═══ Data extract ═══
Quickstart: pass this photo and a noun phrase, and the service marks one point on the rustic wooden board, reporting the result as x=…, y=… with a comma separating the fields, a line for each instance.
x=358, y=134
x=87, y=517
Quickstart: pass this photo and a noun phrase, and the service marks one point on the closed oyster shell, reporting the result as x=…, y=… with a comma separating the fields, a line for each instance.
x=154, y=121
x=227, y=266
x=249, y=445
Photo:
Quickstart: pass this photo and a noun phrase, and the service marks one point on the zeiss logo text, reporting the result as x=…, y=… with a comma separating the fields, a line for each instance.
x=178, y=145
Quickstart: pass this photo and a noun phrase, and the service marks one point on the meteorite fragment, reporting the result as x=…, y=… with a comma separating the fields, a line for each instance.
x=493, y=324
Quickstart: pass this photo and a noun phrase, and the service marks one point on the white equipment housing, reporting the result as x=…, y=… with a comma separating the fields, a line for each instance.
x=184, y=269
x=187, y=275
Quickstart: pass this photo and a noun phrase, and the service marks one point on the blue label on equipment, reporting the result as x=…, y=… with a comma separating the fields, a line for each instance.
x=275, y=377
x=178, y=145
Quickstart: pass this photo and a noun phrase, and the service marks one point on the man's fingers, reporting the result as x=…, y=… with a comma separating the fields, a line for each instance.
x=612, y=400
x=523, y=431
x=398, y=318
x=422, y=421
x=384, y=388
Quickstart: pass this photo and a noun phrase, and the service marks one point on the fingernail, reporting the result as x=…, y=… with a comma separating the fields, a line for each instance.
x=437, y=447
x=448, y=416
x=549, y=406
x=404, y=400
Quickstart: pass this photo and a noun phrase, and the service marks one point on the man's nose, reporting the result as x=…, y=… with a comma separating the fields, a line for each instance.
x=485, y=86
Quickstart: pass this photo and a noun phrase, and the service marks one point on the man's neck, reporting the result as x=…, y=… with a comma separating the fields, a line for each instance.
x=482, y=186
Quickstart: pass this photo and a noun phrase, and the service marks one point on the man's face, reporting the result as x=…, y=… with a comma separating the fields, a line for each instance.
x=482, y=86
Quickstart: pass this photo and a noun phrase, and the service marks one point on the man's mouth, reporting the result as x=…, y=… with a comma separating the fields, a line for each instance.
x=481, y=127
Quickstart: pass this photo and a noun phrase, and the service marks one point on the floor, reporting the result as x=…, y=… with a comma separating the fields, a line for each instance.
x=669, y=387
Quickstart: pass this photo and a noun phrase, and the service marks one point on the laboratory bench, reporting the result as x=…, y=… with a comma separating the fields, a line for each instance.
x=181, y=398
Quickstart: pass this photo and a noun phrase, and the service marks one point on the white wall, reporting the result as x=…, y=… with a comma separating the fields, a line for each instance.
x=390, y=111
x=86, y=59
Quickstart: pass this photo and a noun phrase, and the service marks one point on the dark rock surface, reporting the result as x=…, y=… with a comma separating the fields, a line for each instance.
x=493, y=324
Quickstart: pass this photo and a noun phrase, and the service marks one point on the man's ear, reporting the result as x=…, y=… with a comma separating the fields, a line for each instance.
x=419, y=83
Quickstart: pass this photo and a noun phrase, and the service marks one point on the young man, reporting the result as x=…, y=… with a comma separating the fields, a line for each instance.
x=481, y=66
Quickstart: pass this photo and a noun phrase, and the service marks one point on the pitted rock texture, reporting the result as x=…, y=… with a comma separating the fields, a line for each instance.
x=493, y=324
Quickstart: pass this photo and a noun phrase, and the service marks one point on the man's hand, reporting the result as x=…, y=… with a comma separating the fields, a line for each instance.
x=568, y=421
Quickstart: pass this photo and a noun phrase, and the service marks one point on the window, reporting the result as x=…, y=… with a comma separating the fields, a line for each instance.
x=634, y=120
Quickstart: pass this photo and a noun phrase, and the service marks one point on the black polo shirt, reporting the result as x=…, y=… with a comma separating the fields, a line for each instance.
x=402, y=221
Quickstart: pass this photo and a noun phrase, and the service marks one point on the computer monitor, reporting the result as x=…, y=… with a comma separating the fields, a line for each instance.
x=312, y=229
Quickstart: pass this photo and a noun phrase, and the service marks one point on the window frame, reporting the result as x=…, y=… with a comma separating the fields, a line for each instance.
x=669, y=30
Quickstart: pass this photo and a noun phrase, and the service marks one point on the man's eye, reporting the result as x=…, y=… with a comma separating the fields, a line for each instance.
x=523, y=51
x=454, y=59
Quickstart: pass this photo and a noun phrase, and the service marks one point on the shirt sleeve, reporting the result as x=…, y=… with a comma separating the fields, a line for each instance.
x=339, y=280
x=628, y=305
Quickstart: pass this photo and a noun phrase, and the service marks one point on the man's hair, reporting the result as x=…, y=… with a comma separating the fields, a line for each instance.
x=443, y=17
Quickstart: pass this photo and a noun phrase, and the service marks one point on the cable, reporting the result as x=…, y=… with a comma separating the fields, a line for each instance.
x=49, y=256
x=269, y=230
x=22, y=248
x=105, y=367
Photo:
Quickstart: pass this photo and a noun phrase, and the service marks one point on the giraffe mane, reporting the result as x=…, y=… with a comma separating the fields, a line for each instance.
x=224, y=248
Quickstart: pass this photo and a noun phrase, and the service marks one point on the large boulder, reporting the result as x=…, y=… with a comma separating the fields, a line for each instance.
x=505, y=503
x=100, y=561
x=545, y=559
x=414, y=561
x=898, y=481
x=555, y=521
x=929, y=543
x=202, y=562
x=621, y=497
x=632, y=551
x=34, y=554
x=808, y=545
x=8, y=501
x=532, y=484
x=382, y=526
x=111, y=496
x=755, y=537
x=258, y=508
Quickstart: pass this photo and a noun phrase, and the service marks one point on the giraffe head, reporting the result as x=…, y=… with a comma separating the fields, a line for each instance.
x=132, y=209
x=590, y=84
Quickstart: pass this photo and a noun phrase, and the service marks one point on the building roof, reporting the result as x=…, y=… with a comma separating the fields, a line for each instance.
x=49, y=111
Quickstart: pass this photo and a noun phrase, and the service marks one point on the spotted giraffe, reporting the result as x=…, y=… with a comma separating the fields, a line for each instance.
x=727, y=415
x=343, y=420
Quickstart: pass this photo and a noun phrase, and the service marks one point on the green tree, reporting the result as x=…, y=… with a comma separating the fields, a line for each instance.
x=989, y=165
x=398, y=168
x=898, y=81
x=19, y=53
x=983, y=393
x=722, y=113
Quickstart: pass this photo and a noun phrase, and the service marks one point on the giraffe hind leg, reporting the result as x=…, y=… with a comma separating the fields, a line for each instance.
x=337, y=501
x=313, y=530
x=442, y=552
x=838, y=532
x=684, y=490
═══
Everything in the listing should be set down again exactly.

**Result of this task**
Quickstart: pass this photo and a noun phrase, and the service marks one point on the rustic wooden board, reporting the result as x=…, y=… with a comma separating the fields, a line for each instance.
x=358, y=134
x=87, y=517
Quickstart: pass this photo and a noun phrase, and the service marks one point on the closed oyster shell, reporting the result as x=…, y=… with a comma separating the fields, a line for each instance.
x=154, y=121
x=227, y=266
x=249, y=445
Photo:
Quickstart: pass this photo and a noun phrase, and the service marks one point on the zeiss logo text, reporting the result as x=…, y=… with a comma separating the fields, a line for each instance.
x=178, y=145
Quickstart: pass this photo and a noun phrase, and the service marks one point on the meteorite fragment, reporting the result as x=…, y=… with a comma separating the fields, a line for each instance.
x=493, y=324
Quickstart: pass this photo and a noun phrase, and the service marks one point on the white equipment housing, reporting the result as x=…, y=… with a comma separating the fields, a line for each instance.
x=184, y=269
x=187, y=275
Quickstart: pass this photo and a noun phrase, and the service marks one point on the blue label on equipment, reporting the result as x=…, y=… with a comma separating the fields, a line for each instance.
x=275, y=377
x=178, y=145
Quickstart: pass this photo and a noun phrase, and the service marks one point on the man's fingers, reporting the result as x=…, y=… with a comma separating the fields, a line for each instance.
x=612, y=400
x=523, y=431
x=398, y=318
x=422, y=421
x=384, y=388
Quickstart: pass this photo and a noun phrase, and the service marks one point on the fingernail, reporting the result as x=…, y=… with a comma separating the fields, a line for each instance.
x=437, y=447
x=448, y=416
x=549, y=406
x=404, y=400
Quickstart: pass this photo and a noun phrase, and the service marks one point on the man's nose, reporting the result as x=…, y=… with a comma separating the fields, a line for each instance.
x=485, y=86
Quickstart: pass this photo and a noun phrase, and the service marks one point on the man's neck, reporting the result as x=…, y=… with a comma separating the fields, a line for each instance.
x=482, y=186
Quickstart: pass this photo and a noun phrase, and the service marks one point on the man's face, reporting the result as x=…, y=… with a comma separating the fields, a line for each instance.
x=482, y=86
Quickstart: pass this photo and a noun phrase, and the service marks one point on the man's mouth, reporting the result as x=…, y=… with a comma separating the fields, a line for each instance.
x=481, y=127
Quickstart: pass this photo and a noun phrase, and the service marks one point on the floor, reporting the result as x=…, y=… with a comma separating the fields, a line for each instance.
x=669, y=387
Quickstart: pass this photo and a noun phrase, and the service marks one point on the laboratory bench, reporting the result as x=…, y=… with a comma separating the fields, a line for each instance.
x=181, y=398
Quickstart: pass this photo and a noun phrase, and the service marks one point on the white wall, reporting the result as x=…, y=… with a comma separating the fields, a line for each instance.
x=390, y=111
x=86, y=59
Quickstart: pass this photo and a noun phrase, and the service marks one point on the dark rock surface, reporting the result as x=…, y=… with a comma separating the fields, a line for each instance.
x=493, y=324
Quickstart: pass this photo and a noun phrase, and the service marks one point on the man's ear, reporting the result as x=…, y=… with a comma separating the fields, a line for each instance.
x=419, y=83
Quickstart: pass this photo and a noun phrase, and the service marks one point on the young man, reporting the result as x=…, y=… with a comma separating the fields, a line for each instance.
x=481, y=66
Quickstart: pass this photo and a noun phrase, and the service marks one point on the pitted rock texture, reporting the result as x=…, y=… with a comma separating the fields, a line for each instance.
x=493, y=324
Quickstart: pass this photo and a noun phrase, and the service marks one point on the man's hand, reporting the result as x=…, y=… with a comma separating the fields, a line for each instance.
x=568, y=421
Quickstart: pass this photo and a noun phrase, and the service marks one point on the window, reporting the result as x=…, y=… with a comma separating the fields, a line for each instance.
x=634, y=120
Quickstart: pass this photo and a noun phrase, and the service marks one point on the black polo shirt, reporting the result as x=…, y=… with a comma separating the fields, a line for each instance.
x=402, y=221
Quickstart: pass this photo and a noun phrase, and the service marks one point on the computer monitor, reporting the result as x=…, y=… with a comma separating the fields, a line for each instance.
x=312, y=229
Quickstart: pass this photo and a noun phrase, and the service marks one point on the window frame, reporting the result as x=…, y=… with a comma separating the fields, a line for each instance.
x=669, y=30
Quickstart: pass this photo and a noun phrase, and the service marks one point on the man's eye, reporting the result as x=…, y=… with a comma separating the fields, a line for each instance.
x=523, y=51
x=454, y=59
Quickstart: pass this photo and a noun phrase, and the service marks one point on the shirt sleeve, reporting the result as x=…, y=… with a comma separating the fields, a line for each instance.
x=339, y=280
x=628, y=305
Quickstart: pass this photo and a noun phrase, and the service marks one point on the man's hair, reporting the result as x=…, y=… with a comma separating the fields, a line for each instance.
x=443, y=17
Quickstart: pass this photo and a noun phrase, and the service marks one point on the cable, reporting the result as x=…, y=… with a comma separating the fields, a line for each instance.
x=49, y=256
x=269, y=230
x=22, y=248
x=105, y=367
Photo:
Quickstart: pass this photo and a noun phrase, and the service marks one point on the giraffe mane, reporting the result as x=…, y=… with a comma separating the fields, a line for each instance.
x=224, y=248
Quickstart: pass this photo and a noun phrase, and the service marks one point on the large boulder, reporting the result as x=…, y=… with a comma separating the fields, a line for each instance.
x=505, y=503
x=100, y=561
x=545, y=559
x=414, y=561
x=898, y=481
x=555, y=521
x=929, y=543
x=202, y=562
x=621, y=497
x=632, y=551
x=34, y=554
x=808, y=545
x=8, y=501
x=532, y=484
x=382, y=526
x=111, y=496
x=755, y=537
x=258, y=508
Quickstart: pass this photo and a noun phrase, and the service marks one point on the giraffe head, reporting the result as x=…, y=… with a comma separating the fields, a line for each instance.
x=132, y=209
x=590, y=84
Quickstart: pass this photo and a noun phrase, and the service marks one point on the building roof, reporting the result as x=…, y=… with a comma separating the fields, a line for each instance.
x=49, y=111
Quickstart: pass this photo and a noun phrase, and the service marks one point on the spotted giraffe, reporting the result as x=…, y=… with a comma separating the fields, a line for each instance.
x=727, y=415
x=343, y=420
Quickstart: pass this photo and a noun phrase, and the service marks one point on the green tree, reporting the result as x=…, y=… with a comma separating the fields, a line for each instance.
x=989, y=165
x=398, y=168
x=898, y=81
x=19, y=53
x=983, y=393
x=722, y=113
Quickstart: pass this photo and a noun phrase, and the service marks one point on the giraffe hind leg, reporting the result as x=…, y=… with a comma separating the fields, a line for each instance.
x=337, y=501
x=313, y=530
x=442, y=552
x=838, y=532
x=684, y=490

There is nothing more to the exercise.